-- Start --
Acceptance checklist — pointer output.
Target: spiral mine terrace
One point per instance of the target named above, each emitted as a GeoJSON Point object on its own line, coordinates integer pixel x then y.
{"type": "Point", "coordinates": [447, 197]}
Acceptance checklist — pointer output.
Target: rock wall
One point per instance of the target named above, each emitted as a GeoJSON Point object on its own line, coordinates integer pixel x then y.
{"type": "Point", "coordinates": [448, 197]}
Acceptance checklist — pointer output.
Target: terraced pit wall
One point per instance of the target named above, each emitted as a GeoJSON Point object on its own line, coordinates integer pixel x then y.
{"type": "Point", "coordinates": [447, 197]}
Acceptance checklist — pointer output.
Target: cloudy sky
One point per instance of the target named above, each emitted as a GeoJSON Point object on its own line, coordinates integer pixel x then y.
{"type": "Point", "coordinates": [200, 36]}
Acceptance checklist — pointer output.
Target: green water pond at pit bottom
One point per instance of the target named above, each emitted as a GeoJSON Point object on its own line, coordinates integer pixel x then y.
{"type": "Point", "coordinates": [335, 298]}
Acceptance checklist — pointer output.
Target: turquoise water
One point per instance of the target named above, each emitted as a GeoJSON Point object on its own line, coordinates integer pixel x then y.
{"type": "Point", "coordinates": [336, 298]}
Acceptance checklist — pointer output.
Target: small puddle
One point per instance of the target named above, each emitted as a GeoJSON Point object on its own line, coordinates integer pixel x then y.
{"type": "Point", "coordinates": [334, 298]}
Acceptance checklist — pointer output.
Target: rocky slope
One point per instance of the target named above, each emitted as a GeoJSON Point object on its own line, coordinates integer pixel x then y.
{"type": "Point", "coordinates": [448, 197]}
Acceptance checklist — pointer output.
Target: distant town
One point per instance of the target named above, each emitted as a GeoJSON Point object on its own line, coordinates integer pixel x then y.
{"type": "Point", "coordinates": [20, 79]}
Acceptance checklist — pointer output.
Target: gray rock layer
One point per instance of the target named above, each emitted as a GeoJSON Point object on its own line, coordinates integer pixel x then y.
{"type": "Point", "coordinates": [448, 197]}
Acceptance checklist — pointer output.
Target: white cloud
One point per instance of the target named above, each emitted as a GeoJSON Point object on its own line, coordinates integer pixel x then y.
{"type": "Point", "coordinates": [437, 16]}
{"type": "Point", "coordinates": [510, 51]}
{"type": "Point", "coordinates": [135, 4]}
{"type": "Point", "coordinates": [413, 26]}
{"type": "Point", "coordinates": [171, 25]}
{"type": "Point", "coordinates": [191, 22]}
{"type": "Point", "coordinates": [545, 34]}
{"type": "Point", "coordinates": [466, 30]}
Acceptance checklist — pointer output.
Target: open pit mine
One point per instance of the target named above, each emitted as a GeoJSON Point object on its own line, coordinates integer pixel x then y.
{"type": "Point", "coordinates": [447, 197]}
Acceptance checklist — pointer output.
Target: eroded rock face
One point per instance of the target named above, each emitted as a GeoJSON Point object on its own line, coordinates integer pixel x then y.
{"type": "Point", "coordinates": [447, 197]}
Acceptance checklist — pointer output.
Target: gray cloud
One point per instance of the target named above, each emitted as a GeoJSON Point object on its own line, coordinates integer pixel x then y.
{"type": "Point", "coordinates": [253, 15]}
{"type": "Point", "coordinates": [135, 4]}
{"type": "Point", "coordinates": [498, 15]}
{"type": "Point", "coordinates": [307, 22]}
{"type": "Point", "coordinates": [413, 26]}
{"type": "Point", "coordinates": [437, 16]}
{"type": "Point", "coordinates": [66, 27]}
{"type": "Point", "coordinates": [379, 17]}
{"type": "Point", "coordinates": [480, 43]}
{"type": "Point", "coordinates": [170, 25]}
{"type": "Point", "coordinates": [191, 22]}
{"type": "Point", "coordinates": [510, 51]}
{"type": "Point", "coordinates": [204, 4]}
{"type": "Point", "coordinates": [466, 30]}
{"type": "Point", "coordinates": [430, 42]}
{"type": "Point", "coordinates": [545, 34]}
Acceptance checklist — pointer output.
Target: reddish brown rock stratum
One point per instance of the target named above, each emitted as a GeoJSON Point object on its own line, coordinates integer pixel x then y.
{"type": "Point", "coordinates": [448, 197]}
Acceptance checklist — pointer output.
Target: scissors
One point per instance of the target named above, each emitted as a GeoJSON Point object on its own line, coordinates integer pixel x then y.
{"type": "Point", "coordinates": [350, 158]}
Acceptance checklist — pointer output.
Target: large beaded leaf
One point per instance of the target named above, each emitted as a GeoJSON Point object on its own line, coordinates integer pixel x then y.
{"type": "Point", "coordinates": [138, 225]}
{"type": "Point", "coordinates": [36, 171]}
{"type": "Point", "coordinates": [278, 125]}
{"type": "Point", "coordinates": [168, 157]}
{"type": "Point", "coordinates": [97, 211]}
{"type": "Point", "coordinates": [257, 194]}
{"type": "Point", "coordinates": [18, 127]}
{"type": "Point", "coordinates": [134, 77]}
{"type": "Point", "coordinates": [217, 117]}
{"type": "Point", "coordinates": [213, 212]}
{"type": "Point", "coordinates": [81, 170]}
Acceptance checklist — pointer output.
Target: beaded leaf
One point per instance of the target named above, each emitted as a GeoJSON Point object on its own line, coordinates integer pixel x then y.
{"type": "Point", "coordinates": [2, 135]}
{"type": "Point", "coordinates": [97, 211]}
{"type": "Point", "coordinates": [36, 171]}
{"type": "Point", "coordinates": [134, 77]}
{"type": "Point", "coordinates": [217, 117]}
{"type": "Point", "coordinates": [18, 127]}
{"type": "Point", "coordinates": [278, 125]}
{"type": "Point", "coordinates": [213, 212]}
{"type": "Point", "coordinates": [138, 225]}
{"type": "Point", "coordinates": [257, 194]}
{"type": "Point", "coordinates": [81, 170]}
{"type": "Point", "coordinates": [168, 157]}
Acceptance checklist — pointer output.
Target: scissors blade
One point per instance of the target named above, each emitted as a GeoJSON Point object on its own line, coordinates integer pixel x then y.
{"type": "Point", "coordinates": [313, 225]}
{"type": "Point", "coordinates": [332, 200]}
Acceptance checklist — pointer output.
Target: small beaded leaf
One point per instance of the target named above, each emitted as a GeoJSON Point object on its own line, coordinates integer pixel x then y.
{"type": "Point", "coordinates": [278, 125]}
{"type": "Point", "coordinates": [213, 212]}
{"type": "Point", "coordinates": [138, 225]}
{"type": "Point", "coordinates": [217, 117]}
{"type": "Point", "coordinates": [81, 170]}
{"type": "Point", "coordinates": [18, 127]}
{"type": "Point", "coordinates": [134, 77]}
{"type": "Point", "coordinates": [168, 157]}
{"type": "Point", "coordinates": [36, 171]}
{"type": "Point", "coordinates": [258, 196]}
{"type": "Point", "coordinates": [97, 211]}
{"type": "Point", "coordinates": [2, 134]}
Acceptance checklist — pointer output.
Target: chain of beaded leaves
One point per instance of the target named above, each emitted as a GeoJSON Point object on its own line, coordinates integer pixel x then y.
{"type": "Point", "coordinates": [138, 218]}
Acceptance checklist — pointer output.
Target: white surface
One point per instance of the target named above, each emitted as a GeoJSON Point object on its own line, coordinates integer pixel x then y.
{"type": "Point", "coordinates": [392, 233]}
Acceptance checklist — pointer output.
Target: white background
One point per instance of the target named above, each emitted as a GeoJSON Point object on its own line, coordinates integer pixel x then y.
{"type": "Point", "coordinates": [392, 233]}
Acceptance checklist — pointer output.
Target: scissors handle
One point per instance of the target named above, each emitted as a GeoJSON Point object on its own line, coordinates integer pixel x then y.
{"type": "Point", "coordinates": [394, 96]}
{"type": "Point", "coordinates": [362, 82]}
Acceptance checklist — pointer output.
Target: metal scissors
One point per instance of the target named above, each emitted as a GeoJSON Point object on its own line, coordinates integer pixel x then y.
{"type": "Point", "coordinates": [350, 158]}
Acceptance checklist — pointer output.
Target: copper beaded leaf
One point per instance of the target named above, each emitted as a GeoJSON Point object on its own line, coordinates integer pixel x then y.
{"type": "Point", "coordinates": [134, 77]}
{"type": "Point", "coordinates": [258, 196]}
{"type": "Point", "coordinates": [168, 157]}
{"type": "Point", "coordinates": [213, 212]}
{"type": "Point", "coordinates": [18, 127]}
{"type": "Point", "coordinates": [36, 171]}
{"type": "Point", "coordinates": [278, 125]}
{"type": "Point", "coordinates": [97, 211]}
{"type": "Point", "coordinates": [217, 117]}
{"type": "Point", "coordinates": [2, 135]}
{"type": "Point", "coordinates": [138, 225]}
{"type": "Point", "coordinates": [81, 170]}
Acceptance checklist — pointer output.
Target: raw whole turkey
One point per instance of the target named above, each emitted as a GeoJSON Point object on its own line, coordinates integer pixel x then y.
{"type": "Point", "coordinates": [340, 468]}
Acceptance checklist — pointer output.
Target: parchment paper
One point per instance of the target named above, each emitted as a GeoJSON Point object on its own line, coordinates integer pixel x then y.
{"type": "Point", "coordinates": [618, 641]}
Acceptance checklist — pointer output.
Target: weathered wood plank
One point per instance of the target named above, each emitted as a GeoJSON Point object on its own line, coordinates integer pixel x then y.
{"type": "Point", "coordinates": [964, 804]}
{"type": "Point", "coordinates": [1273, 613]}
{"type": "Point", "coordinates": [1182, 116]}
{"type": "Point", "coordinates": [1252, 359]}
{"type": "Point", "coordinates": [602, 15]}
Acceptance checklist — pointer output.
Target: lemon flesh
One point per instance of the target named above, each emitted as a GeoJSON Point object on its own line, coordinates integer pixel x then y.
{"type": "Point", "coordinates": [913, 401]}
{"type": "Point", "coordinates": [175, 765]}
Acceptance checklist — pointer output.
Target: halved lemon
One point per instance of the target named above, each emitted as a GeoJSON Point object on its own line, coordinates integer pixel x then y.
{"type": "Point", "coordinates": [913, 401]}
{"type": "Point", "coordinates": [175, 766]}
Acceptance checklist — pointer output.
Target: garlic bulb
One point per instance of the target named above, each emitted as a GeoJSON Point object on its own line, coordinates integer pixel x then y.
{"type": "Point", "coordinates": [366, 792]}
-- End --
Pick out every line of the records above that contains the word "gray".

Solution to this exercise:
Target: gray rock layer
Target: gray cloud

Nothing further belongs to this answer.